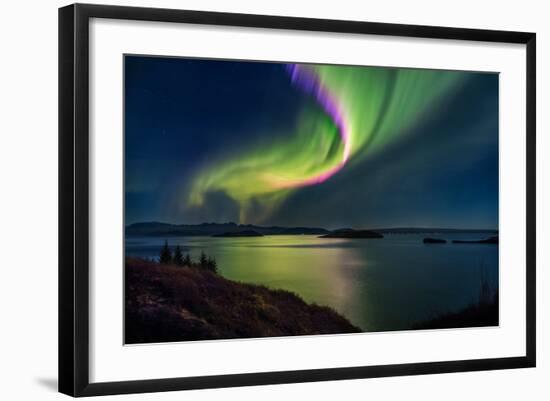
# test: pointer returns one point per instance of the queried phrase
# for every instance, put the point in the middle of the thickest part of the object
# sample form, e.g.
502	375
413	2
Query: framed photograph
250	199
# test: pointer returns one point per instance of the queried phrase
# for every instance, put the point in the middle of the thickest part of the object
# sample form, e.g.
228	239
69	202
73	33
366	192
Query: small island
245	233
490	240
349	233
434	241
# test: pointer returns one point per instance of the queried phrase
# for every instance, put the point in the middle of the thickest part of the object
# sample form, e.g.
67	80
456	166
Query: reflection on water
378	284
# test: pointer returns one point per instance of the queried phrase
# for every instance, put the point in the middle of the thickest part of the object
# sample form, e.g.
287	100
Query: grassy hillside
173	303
_ _ _ _ _
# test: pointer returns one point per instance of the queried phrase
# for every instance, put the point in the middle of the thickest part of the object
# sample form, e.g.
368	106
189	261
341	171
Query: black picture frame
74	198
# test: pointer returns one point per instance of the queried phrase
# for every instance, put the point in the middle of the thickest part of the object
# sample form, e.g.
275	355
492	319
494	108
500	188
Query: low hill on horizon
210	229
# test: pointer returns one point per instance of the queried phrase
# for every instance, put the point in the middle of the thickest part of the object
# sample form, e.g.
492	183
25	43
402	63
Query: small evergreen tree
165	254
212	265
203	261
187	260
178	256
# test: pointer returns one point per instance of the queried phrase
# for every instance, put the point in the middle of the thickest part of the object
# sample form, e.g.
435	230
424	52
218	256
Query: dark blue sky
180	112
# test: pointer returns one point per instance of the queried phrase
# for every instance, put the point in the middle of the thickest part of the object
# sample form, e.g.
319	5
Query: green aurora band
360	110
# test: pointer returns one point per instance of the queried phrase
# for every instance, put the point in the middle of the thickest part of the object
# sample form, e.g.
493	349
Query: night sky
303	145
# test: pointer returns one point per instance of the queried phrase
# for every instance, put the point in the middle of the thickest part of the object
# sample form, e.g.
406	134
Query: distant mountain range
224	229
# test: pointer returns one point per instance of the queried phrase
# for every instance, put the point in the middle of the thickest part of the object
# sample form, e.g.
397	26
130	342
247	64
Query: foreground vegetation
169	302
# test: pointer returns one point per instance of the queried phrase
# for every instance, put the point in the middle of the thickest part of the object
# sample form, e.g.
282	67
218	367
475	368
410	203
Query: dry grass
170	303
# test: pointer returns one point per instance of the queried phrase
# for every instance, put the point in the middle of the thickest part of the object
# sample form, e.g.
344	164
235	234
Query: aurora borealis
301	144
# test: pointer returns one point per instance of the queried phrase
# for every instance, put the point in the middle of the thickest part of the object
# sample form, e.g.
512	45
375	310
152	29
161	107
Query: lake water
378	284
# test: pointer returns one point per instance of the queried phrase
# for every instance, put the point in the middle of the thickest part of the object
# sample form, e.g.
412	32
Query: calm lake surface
_ _ _ _ _
* [LE PROBLÈME]: Extrayez des enregistrements chaque ligne où figure le mot "small".

* [RÉPONSE ATTENDUE]:
Query: small island
Query: small evergreen tree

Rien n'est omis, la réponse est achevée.